Un peu de culture, ça fait du bien :
"La chapelle dU turchon de saint-jeoire"
« Laissez les petits enfants, et ne les empêchez pas de venir à moi ; car le royaume des cieux est pour ceux qui leur ressemblent. »
Qui n’est pas déjà passé devant cette petite chapelle qui borde la route, allant de Saint-Jeoire à Onnion ? Elle fait partie intégrante du paysage !
Elle voit défiler bon nombre de personnes. À plusieurs reprises son histoire a été contée. Celle-ci est fondée par Madame de Mouxy, marquise de Saint-Maurice, baronne de Saint-Jeoire le 11 septembre 1659[1], suite à l’effondrement d’une partie de la montagne d’Ambion. Elle fît le vœu public de construire une chapelle en l’honneur de la Sainte Vierge, alors la coulée se stoppât.
Mais ce que l’on sait moins, c’est que cette chapelle est également un sanctuaire à répit.
Autrefois, la hantise des parents était de perdre un enfant non baptisé, celui-ci se retrouvait alors coincé dans les limbes, un endroit qui n’est ni le Paradis, ni l’Enfer, sorte de « no man’s land ». L’enfant qui vient au monde n’est pas entaché de péchés, mais il porte néanmoins le poids du péché originel transmis par ses parents.

● ● ● ● ●

Consigne: Prolongez le texte sur la chapelle du Turchon en reprenant après sa dernière phrase.

Données de localisation spatiale:

● ● ● ● ●

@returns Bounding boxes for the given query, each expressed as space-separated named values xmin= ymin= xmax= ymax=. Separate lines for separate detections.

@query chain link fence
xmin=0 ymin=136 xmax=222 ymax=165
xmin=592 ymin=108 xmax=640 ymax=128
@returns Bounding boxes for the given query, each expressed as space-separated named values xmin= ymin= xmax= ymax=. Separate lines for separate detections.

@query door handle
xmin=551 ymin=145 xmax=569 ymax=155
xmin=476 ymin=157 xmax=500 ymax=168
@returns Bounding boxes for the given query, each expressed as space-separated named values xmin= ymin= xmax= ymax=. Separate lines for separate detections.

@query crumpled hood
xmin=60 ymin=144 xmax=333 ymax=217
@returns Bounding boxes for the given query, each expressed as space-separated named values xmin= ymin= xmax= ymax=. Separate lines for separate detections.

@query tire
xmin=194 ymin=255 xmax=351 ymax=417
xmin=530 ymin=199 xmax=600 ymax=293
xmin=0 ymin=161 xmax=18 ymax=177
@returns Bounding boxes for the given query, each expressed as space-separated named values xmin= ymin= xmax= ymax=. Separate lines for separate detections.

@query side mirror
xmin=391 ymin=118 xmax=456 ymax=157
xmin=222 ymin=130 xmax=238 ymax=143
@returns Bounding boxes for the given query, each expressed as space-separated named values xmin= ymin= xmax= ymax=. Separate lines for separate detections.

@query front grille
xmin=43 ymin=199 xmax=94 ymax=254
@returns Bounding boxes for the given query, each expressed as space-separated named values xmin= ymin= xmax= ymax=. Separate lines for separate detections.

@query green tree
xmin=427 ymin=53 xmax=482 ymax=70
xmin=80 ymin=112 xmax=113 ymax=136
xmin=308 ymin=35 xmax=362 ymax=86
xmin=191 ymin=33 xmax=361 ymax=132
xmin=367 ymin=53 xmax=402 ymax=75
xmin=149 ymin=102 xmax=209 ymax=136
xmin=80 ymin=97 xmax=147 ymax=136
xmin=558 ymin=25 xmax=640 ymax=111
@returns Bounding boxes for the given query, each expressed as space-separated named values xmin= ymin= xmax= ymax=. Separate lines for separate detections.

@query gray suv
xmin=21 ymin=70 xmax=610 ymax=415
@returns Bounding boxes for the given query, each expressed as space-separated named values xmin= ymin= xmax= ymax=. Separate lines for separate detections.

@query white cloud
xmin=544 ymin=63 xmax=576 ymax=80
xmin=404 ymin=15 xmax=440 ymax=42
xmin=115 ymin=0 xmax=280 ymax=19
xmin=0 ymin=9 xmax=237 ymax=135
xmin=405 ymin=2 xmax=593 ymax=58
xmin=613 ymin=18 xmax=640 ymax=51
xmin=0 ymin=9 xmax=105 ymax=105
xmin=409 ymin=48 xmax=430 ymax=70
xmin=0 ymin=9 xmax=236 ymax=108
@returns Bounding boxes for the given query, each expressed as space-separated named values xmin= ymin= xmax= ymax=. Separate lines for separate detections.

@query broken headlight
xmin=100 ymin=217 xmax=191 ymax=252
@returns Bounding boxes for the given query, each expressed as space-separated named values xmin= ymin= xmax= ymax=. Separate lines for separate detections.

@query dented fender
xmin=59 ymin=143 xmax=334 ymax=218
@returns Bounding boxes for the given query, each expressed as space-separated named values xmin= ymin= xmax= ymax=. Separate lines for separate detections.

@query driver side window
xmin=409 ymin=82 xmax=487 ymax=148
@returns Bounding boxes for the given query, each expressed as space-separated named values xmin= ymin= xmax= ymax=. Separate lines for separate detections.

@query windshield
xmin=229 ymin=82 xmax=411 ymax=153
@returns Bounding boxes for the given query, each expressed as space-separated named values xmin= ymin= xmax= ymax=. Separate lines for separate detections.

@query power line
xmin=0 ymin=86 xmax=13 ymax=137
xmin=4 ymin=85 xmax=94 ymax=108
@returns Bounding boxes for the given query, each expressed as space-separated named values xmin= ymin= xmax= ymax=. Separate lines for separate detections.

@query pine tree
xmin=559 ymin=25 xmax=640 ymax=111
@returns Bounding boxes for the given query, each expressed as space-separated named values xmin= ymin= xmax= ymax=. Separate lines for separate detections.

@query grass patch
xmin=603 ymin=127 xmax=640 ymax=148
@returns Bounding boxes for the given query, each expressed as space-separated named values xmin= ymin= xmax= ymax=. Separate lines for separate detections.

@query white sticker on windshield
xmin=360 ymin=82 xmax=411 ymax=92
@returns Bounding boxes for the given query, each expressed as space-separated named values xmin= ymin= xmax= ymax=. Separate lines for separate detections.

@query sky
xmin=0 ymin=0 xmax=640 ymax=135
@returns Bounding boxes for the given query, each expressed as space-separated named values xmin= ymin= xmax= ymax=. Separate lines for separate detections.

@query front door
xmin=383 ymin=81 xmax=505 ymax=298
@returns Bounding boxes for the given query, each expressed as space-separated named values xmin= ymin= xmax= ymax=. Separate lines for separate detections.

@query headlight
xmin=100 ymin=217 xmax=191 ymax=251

● ● ● ● ●

Exercice corrigé:
Il est alors impensable que ce petit être meurt sans être baptisé, car il serait condamné à errer dans cet espace pour l’éternité. Plus terrible encore, il ne pourrait être enterré avec le restant de la communauté, le petit corps serait inhumé dans un coin quelconque ou encore dans le cimetière des réprouvés. Pour éviter un tel drame, le désespoir fait alors preuve d’imagination.
Un baptême d’urgence est pratiqué par un proche, le père, grand-père ou encore l’accoucheuse.
« Le 27 may 1672 a esté baptisé en la maison crainte de mort par Claude Michond Dard marie fille de Claudy Michond Dard et de la Clauda Perret mariés, le parrain a esté Noël Michond Dard et la marraine Jacquemine Perret ainsi est »[2]


Une pratique encore plus empirique consistait à pratiquer un baptême « in utero » grâce à une seringue initialement utilisée pour les lavements ; détournée de son utilisation première, elle permet une aspersion de l’enfant.
Mais malgré ces subterfuges, il arrive que l’enfant échappe au baptême, alors en dernier recours il reste les sanctuaires à répit ou à régénération. Par l’intercession de la Vierge ou d’un saint, on demande que le mort-né « reprenne » vie le temps d’un instant afin de pratiquer, en toute hâte, un baptême salutaire.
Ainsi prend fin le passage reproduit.